Instructions:
(a) Check each statement against the review of The Vanished and answer yes or no, quoting the words from the review that decide it. (i) The film uses flashbacks from the points of view of Park, Woo, and Yoon. (ii) Hye-jin is Park's wife. (iii) Park is first seen crying genuine tears for his wife.
(b) Transcribe the rows word for word, from the first row through the line holding "(455, 157), (478, 167)", inclusive.

Page excerpt:

====

The Vanished is all about perception, shaping the audience’s experience of the characters and the narrative until suddenly upending them, taking us down another twist in the story. The film utilizes flashbacks from different points of view—Park’s, Woo’s, and even Yoon’s—to construct the relationships, and how the actors perceive them, without every employing a clear third-party perspective. This turns the film into a narrative maze within what initially appears to be a more straightforward psychological thriller, pushing the audience to question what is being presented and by whom. The use of contemporary technology, including cell phones, surveillance footage, and GPS systems, further enhance the emphasis on how that technology alters our perceptions of the world and of each other. The result is a thriller within a society constantly under scrutiny, where telephone conversations can be easily overheard, manipulated, and intercepted, shaping the characters’ assumptions.
The shifts in perspective mean shifting audience sympathies. Park is initially a cold, manipulative antagonist, first seen putting drops in his eyes to cry fake tears for his wife. His mistress Hye-jin appears to be just a naïve young woman enamored with her professor, encouraging him to murder his domineering wife. But nothing is quite what it seems in The Vanished, and the subtle shifts in the narrative leads up to a satisfying and surprising conclusion.

====

Provided material:
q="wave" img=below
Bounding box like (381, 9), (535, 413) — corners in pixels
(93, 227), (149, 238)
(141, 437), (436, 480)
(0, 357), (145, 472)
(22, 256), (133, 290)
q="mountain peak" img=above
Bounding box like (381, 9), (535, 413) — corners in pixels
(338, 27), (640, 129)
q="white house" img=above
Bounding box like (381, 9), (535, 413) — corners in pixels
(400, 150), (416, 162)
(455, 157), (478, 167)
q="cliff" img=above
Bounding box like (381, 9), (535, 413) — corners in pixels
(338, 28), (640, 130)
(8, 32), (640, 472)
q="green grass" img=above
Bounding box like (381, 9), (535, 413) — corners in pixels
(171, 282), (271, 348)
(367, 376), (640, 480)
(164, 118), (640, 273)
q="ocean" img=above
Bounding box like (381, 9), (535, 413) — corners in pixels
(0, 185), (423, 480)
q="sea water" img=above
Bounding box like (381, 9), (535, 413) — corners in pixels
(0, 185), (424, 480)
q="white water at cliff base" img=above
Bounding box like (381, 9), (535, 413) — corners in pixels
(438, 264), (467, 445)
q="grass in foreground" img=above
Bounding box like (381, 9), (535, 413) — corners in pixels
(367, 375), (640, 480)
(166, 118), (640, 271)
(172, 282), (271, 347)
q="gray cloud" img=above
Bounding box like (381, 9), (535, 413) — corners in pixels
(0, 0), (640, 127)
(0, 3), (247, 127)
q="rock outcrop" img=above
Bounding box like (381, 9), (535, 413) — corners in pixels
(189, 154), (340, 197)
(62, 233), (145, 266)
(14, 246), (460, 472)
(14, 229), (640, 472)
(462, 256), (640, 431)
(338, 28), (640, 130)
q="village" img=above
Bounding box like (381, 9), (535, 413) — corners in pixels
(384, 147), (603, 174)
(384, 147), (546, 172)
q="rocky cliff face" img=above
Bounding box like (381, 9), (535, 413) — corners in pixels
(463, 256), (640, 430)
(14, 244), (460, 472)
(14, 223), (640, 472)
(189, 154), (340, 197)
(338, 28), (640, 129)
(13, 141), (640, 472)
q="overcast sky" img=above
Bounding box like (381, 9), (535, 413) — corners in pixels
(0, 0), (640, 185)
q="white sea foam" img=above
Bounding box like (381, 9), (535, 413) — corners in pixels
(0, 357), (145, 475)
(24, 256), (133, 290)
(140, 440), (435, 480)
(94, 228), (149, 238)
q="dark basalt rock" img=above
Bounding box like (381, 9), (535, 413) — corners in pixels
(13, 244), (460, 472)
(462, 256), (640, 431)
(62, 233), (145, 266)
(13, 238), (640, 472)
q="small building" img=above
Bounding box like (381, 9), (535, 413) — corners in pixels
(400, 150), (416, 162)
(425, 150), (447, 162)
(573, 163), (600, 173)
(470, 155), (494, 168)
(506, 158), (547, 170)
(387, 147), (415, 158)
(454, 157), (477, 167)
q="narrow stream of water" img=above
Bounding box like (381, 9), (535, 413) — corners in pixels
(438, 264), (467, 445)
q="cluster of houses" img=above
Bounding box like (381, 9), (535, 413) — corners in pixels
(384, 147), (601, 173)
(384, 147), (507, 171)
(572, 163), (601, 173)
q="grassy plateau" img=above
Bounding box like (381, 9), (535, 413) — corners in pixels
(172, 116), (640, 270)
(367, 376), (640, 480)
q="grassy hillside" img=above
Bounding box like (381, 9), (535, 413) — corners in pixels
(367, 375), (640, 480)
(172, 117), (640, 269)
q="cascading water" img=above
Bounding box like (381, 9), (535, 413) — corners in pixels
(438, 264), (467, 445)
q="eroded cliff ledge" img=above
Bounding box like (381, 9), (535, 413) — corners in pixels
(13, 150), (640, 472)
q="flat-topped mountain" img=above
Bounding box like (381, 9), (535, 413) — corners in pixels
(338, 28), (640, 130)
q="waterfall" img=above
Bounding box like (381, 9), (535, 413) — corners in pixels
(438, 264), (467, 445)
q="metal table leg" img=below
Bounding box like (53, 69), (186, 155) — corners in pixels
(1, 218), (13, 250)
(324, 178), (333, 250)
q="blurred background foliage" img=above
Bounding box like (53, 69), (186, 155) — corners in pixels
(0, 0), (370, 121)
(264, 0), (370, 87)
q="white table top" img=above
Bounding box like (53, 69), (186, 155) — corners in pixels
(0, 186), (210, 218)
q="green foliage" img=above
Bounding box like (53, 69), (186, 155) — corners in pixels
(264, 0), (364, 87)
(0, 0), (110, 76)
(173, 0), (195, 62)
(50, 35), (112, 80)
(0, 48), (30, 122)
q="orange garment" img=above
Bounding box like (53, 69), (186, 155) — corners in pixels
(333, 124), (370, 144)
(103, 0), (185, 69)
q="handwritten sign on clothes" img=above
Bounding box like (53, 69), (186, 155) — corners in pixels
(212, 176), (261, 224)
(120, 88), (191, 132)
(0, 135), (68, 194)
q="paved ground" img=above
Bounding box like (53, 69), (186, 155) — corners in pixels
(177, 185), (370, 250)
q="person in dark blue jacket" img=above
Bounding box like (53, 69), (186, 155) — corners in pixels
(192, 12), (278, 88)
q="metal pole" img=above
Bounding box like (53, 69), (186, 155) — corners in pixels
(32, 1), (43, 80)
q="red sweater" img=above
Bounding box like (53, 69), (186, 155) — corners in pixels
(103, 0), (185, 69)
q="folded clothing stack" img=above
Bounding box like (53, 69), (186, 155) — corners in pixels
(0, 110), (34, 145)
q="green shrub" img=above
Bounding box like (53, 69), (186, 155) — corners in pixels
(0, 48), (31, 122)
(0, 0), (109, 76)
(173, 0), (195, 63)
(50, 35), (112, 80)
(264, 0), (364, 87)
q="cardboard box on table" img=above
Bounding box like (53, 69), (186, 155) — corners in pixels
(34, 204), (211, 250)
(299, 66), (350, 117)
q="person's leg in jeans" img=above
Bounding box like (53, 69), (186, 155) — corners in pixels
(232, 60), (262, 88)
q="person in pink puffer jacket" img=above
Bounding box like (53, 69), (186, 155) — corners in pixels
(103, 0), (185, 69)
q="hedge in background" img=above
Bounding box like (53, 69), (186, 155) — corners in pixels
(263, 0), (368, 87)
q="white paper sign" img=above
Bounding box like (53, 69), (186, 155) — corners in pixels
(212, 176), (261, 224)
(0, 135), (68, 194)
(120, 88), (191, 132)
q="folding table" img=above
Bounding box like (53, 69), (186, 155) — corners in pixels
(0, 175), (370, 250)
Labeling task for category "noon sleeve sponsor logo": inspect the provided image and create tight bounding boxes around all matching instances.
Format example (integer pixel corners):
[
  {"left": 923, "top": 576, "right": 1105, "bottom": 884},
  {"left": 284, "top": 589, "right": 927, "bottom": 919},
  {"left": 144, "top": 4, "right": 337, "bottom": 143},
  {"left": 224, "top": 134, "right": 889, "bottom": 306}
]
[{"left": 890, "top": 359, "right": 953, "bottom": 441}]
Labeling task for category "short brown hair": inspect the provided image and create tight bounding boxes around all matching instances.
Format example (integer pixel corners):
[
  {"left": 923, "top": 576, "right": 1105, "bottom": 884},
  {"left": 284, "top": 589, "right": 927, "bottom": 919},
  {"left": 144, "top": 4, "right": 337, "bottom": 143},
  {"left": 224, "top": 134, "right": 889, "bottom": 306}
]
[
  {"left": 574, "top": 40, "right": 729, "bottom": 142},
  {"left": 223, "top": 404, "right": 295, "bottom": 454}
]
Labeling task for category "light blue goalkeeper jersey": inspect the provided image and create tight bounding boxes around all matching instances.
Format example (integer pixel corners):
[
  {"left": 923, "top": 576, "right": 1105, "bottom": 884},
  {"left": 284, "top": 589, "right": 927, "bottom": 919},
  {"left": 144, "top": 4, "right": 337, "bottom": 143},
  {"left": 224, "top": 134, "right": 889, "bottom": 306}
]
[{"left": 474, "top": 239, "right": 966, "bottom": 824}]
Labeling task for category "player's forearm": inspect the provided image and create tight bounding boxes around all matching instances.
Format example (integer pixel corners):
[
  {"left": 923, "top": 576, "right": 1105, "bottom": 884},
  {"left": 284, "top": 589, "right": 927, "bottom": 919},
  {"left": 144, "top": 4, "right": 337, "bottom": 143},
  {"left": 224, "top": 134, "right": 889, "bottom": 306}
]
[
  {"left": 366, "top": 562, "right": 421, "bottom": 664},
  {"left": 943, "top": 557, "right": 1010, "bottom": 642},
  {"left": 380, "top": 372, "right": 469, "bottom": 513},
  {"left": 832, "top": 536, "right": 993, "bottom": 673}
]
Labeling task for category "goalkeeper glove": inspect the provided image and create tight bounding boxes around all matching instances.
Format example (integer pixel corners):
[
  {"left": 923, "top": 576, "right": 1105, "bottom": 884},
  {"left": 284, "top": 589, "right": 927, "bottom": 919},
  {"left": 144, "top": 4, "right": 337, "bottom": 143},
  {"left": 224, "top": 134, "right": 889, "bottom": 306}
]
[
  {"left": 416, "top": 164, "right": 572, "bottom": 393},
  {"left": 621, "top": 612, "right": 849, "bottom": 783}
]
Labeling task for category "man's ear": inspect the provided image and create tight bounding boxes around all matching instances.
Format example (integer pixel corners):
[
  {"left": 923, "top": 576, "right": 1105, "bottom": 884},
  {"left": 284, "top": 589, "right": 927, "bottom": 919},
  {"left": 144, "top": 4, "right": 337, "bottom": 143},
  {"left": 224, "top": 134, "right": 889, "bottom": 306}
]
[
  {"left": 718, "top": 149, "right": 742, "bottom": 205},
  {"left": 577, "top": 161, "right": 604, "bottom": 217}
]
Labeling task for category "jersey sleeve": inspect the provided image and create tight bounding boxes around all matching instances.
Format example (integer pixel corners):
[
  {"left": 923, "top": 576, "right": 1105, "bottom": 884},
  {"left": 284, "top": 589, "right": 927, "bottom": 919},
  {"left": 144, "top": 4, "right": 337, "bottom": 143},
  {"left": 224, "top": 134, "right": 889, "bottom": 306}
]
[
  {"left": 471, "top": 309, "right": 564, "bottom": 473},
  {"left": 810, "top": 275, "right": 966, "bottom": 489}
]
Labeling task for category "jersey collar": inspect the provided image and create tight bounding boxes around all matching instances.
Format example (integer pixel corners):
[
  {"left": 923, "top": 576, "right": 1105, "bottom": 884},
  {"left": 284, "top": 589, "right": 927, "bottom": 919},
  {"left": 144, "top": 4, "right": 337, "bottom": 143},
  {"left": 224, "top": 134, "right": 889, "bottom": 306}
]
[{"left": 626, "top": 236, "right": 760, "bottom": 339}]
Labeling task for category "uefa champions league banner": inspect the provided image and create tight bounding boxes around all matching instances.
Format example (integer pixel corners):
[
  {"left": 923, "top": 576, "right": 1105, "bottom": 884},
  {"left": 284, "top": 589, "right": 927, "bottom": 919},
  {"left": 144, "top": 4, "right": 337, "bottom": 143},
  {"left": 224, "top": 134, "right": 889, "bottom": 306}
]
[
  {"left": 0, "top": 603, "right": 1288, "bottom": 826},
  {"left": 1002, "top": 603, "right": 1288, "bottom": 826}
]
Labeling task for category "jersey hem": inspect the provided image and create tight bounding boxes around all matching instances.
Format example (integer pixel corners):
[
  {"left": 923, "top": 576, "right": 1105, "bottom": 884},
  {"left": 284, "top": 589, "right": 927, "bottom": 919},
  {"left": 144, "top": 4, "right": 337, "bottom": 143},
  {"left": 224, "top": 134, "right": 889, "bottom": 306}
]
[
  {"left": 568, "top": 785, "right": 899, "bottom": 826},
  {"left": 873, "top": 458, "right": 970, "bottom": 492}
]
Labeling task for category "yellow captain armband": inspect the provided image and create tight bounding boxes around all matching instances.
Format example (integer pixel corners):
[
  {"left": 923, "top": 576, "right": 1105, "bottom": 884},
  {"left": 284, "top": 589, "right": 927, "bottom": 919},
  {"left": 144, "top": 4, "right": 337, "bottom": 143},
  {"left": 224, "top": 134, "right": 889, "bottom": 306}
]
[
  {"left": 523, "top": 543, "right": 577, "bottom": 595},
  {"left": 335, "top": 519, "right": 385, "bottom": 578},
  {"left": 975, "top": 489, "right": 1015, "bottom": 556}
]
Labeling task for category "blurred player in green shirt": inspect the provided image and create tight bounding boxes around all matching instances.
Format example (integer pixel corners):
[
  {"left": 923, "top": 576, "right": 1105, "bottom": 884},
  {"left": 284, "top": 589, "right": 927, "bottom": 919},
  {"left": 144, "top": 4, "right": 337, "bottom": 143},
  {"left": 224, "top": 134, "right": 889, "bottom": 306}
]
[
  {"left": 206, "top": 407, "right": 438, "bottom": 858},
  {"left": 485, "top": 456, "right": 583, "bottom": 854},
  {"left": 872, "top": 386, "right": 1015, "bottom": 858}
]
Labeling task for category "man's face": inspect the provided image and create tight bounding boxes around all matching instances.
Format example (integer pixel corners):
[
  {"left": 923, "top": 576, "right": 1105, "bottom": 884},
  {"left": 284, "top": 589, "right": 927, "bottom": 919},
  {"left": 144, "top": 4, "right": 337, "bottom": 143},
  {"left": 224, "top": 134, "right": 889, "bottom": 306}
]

====

Solved problems:
(a)
(i) Yes: "The film utilizes flashbacks from different points of view—Park’s, Woo’s, and even Yoon’s"
(ii) No: "His mistress Hye-jin"
(iii) No: "first seen putting drops in his eyes to cry fake tears for his wife"

(b)
q="wave" img=below
Bounding box like (381, 9), (535, 413) — corners in pixels
(93, 227), (149, 238)
(141, 437), (436, 480)
(0, 357), (145, 472)
(22, 256), (133, 290)
q="mountain peak" img=above
Bounding box like (381, 9), (535, 413) — corners in pixels
(338, 27), (640, 129)
q="white house" img=above
Bounding box like (381, 9), (535, 413) — corners in pixels
(400, 150), (416, 162)
(455, 157), (478, 167)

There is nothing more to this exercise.